Données d'annotation par points:
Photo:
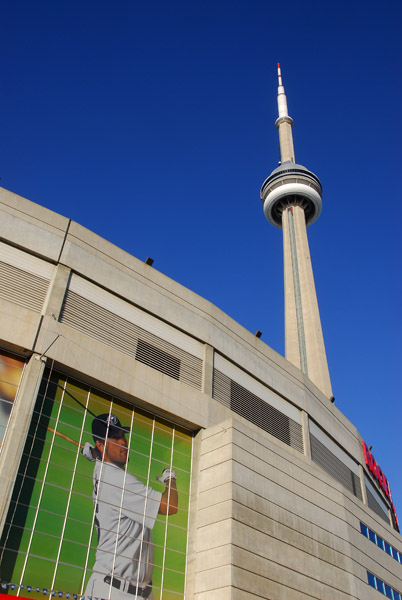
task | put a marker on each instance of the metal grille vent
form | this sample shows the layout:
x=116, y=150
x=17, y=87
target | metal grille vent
x=257, y=411
x=21, y=287
x=375, y=506
x=117, y=332
x=335, y=467
x=158, y=359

TRAVAIL DEMANDÉ:
Relevez chaque ligne du matériel ci-dessus contenant la chaîne « metal », en respectant la casse.

RÉSULTAT ATTENDU:
task | put a marker on each instance of the metal grille vent
target | metal grille vent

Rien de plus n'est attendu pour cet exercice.